- _Extract provided_
Neoadjuvant cisplatin and paclitaxel modulate tumor-infiltrating T cells in patients with cervical cancer
Research output: Contribution to journal › Article › Academic › peer-review
Resistance to chemotherapy is widely recognized as one of the major factors limiting therapeutic efficacy and influences clinical outcomes in patients with cancer. Many studies on various tumor types have focused on combining standard-of-care chemotherapy with immunotherapy. However, for cervical cancer, the role of neoadjuvant chemotherapy (NACT) on the local immune microenvironment is largely unexplored. We performed a pilot study on 13 primary cervical tumor samples, before and after NACT, to phenotype and enumerate tumor-infiltrating T-cell subpopulations using multiplex immunohistochemistry (CD3, CD8, FoxP3, Ki67, and Tbet) and automated co-expression analysis software. A significant decrease in proliferating (Ki67+) CD3+CD8− T cells and FoxP3+(CD3+CD8−) regulatory T cells was observed in the tumor stroma after cisplatin and paclitaxel treatment, with increased rates of cytotoxic CD8+ T cells, including activated and CD8+Tbet+ T cells. No effect was observed on the number of tumor-infiltrating T cells in the cervical tumor microenvironment after treatment with cisplatin only. Therefore, we conclude that patients treated with cisplatin and paclitaxel had more tumor-infiltrating T-cell modulation than patients treated with cisplatin monotherapy. These findings enhance our understanding of the immune-modulating effect of chemotherapy and warrant future combination of the standard-of-care therapy with immunotherapy to improve clinical outcome in patients with cervical cancer.

- _Data under study_
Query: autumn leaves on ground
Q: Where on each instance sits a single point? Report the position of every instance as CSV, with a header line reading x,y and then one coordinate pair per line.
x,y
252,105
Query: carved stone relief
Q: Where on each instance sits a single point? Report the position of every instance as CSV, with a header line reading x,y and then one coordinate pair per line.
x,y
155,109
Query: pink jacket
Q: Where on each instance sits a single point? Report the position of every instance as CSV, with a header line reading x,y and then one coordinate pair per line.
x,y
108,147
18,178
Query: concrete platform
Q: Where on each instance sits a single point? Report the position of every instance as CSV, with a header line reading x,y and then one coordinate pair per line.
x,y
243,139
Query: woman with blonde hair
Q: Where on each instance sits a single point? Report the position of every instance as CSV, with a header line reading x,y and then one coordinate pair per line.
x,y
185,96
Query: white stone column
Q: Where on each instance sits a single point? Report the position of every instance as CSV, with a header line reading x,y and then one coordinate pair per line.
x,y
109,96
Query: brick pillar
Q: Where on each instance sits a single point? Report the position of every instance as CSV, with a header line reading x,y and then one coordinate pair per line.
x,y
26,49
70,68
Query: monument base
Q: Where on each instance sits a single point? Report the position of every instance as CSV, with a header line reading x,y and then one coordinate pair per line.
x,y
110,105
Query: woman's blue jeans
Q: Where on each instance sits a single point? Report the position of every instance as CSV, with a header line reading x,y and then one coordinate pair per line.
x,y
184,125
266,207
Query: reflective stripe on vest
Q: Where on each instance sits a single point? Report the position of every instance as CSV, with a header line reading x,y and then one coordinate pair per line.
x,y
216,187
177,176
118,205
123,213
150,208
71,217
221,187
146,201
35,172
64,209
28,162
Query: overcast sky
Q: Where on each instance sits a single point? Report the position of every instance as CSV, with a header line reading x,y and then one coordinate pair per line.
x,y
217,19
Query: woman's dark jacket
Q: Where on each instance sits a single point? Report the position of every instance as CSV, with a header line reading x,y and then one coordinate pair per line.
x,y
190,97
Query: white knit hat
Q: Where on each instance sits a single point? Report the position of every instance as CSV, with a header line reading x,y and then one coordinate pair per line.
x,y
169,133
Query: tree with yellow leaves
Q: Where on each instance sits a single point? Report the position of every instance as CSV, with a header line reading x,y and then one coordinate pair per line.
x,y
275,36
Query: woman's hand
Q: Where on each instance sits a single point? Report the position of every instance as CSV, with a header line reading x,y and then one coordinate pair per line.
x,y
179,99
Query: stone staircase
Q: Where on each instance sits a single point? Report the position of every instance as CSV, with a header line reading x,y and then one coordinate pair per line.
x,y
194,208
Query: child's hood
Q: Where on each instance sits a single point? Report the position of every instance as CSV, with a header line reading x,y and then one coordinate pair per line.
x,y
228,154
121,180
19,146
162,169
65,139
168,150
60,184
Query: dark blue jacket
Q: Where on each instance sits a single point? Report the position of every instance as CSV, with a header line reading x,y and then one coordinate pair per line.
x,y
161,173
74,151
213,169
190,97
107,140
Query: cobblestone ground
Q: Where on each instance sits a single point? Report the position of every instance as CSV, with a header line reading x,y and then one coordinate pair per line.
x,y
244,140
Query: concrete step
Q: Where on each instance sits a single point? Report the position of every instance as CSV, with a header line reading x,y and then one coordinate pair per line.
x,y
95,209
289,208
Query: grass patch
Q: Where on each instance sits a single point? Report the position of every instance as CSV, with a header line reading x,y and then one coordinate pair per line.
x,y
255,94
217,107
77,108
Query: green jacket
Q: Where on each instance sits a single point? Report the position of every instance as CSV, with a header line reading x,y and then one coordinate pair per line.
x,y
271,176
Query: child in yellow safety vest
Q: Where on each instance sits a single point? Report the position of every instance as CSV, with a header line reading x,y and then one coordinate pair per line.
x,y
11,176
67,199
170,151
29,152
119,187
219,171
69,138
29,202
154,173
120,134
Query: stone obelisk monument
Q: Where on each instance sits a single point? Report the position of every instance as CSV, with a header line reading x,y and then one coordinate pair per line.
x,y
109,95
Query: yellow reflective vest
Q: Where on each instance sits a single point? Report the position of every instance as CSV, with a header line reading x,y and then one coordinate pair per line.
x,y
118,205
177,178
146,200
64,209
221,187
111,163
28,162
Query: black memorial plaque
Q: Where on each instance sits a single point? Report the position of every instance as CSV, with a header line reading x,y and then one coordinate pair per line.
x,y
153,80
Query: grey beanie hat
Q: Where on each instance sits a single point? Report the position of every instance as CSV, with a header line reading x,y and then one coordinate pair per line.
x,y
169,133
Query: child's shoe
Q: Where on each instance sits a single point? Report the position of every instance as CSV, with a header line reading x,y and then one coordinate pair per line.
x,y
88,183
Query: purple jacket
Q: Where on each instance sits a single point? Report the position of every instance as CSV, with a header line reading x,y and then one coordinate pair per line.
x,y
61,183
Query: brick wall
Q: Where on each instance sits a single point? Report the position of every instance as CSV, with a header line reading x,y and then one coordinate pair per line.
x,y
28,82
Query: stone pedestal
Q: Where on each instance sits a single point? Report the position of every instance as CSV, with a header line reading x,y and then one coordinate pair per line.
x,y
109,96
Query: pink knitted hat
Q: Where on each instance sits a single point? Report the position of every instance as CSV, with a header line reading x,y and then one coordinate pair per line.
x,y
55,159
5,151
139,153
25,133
---
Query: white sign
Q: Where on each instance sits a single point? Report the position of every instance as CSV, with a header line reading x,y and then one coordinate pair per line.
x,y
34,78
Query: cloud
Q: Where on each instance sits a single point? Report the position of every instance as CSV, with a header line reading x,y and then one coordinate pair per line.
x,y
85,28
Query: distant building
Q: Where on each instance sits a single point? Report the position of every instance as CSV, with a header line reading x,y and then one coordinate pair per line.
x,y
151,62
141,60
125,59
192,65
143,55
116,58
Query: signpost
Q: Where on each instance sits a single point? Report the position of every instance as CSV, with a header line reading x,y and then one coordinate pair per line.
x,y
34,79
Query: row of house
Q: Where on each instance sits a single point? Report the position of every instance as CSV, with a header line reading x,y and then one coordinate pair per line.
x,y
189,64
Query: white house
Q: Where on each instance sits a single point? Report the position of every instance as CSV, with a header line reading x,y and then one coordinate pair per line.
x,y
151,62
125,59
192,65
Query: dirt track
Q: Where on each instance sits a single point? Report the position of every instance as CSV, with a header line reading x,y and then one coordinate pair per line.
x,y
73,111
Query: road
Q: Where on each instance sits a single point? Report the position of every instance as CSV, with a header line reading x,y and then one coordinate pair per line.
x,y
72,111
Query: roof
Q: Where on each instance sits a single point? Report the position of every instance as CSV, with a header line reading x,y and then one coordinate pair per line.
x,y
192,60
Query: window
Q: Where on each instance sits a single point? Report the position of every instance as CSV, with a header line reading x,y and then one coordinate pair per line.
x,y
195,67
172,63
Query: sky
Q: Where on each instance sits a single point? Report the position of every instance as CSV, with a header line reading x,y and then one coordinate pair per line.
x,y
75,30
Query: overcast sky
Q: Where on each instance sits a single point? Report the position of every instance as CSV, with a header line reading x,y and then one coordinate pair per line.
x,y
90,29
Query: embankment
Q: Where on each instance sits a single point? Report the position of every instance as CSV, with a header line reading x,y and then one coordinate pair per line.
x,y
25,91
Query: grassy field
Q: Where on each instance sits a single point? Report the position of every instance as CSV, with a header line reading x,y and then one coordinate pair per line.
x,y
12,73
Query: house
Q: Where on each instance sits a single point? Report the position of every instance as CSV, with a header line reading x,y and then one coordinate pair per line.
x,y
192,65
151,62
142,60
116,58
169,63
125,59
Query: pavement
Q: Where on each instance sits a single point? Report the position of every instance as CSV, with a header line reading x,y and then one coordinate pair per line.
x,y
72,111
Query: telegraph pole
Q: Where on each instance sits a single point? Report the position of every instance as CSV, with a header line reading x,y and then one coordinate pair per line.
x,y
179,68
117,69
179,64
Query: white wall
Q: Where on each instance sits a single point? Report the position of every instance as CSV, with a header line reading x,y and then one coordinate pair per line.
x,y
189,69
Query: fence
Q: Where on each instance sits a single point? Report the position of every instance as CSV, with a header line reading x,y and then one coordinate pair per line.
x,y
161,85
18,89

- _Problem_
According to the cervical cancer abstract, how many primary cervical tumor samples were studied before and after neoadjuvant chemotherapy? The listing has no connection to the abstract.

- _Answer to this exercise_
13